## Excerpt provided:
— Begin —

We ruled out the idea
that they were

created from the collapse of
very large stars.

Maybe they started out
as smaller,

stellar mass black holes
and grew to be supermassive

by eating.

Black holes
are not fussy eaters.

They'll consume anything that
comes in their path.

You know, gas, planets, stars.

It doesn't matter,
and everything that they

consume adds mass
to the black hole.

We've spotted
a stellar mass black hole

currently eating
in our Milky Way Galaxy.

15 times the mass of the sun,

Cygnus X-1 is steadily feeding

off the material
that swirls around it.

Some black holes are
fed through things called

accretion disks.

It's kind of like the rings
around Saturn.

There's this thick
or thin disk of

material around the black hole
that feeds it.

Cygnus X-1's secretion disc gets

constant refills
from a nearby source,

a vast star 20 times the mass

of the sun called
a blue supergiant.

The black hole has been
feeding on gas

from this star for about
five million years.

So if you ask, how do
black holes eat or consume gas?

The answer is gravity, these are

very massive objects, and
anything that comes within

their sphere of influence can
be consumed by the black hole.

The more mass
a black hole gains, the greater

its gravity and the more food
it attracts.

A black hole growing
is a little bit

like a snowball rolling
down a hill.

The bigger the snowball gets,
the more snow it

can accumulate,
and so the bigger it gets.

It's a runaway effect.

But even if Cygnus X-1
follows this runaway

growth trajectory,

it still may never reach
supermassive status.

The black holes of
the early universe must

have fed at a much faster rate.

The biggest issue
is how do you have

enough time in the early
universe to go

from a small black hole
that's born from a star to

something that's supermassive?

GRS 1915 is another
stellar mass black hole.

It's a greedy eater,
accreting at up to

40 times the rate of Cygnus X-1,

and when something gobbles
food that quickly,

it can begin to overheat.

The black hole is
accreting a lot of material,

and as it's eating,

the accretion disc
really heats up to very

high temperatures.

And at those high temperatures,
you can get

a lot of light
coming out of the system.

So the more material that
a black hole eats and swallows,

the brighter it shines.

This stellar black hole
sometimes eats so much

so quickly, its accretion disk

pushes out radiation
almost a million times brighter

than our sun,

but this brightness has
a serious consequence.

It stops the black hole from
eating and growing larger.

— End —

## Given entries:
— Begin —

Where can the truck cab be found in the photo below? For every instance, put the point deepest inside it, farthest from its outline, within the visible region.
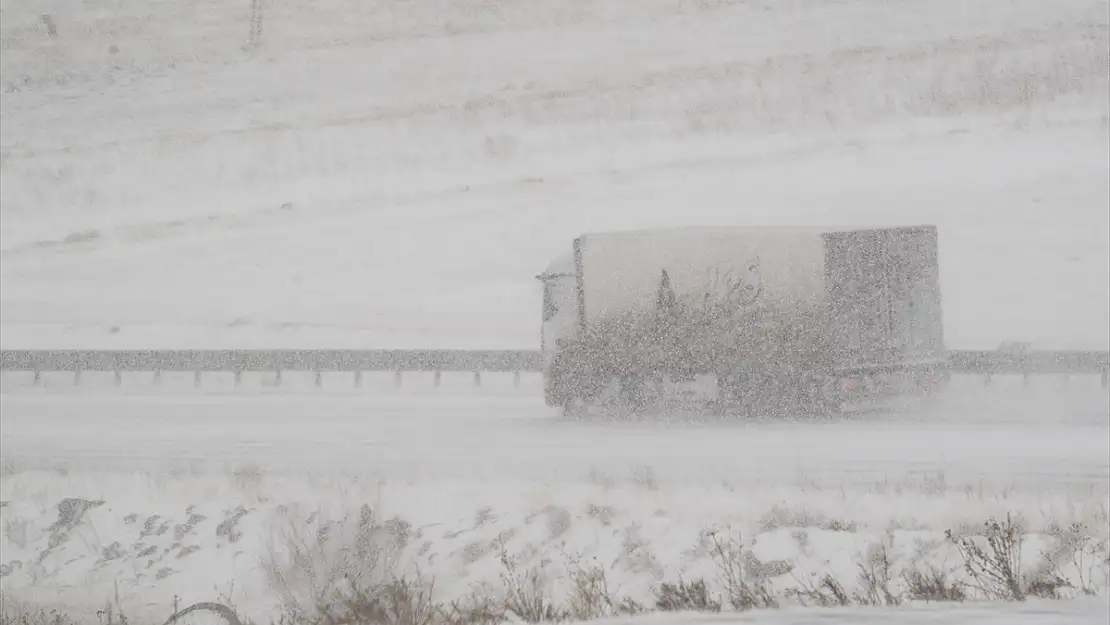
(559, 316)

— End —
— Begin —

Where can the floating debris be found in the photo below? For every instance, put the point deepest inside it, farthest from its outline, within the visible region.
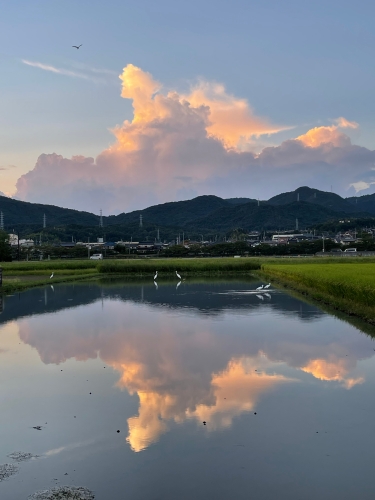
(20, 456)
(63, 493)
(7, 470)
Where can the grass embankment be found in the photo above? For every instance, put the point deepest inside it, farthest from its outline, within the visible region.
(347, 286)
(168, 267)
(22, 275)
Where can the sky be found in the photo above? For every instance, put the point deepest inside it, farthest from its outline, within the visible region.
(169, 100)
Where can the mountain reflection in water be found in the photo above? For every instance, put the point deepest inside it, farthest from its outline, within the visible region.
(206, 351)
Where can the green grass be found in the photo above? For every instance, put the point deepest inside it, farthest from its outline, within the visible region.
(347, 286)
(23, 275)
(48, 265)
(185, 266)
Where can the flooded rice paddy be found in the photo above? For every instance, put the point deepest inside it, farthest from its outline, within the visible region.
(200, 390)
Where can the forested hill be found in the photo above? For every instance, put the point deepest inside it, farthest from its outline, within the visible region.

— End —

## Exercise instructions:
A – Using the passage on black holes, answer these questions:
(i) How many times the mass of the sun is Cygnus X-1?
(ii) For about how long has Cygnus X-1 been feeding on gas from the blue supergiant?
(iii) At up to how many times the rate of Cygnus X-1 does GRS 1915 accrete material?
B – Summarize the passage on black holes in two sentences.
C – Continue the passage on black holes from the point where it stops.
The material comes from a separate source and is not connected to the text.

## Task-by-task answers:
A –
(i) 15 times the mass of the sun.
(ii) About five million years.
(iii) Up to 40 times the rate of Cygnus X-1.

B – Black holes grow by using gravity to consume anything in their path, and as they gain mass they attract more food in a runaway effect, as with Cygnus X-1, which has fed on a nearby blue supergiant for about five million years. Yet the early black holes must have fed much faster to become supermassive, and a greedy eater like GRS 1915 shows the limit: its accretion disk heats up and shines so brightly that the radiation stops it from eating and growing larger.

C –
If you wanted me to gain
as much mass as possible as

quickly as possible,
you would just keep

feeding me hamburgers nonstop
or whatever, but...

black holes have a problem
that when they eat a lot,

they tend to just gobble up
a lot of the food in

the neighborhood, and then also,

they start shining out
so much stuff

that it pushes away much
of the food.

The brightness, or luminosity,

gets so intense, it pushes away

incoming material,

a sort of safety valve called
the Eddington Limit.

So in many ways,
the Eddington rate could be

a kind of a speed limit for
the growth of black holes.

It could be a governor that
prevents black holes from

growing even faster

by just dumping more and more
gas onto it.

Eventually, you're gonna hit
that Eddington limit,

and that more gas

that you're dumping on won't
actually reach the black hole.

This cosmic method
of portion control

means that
stellar black holes in

the early universe couldn't
have gained weight fast enough

to become supermassive.

Black holes need time to grow.

They need to feed.
They need to eat.

Maybe you need
to skip a few steps.

Maybe you need to start at
a medium size or bigger

in order to get to supermassive
by the time we observe it.

So was there another
type of black hole

in the early universe?

Something big enough
to grow supermassive

in the time available?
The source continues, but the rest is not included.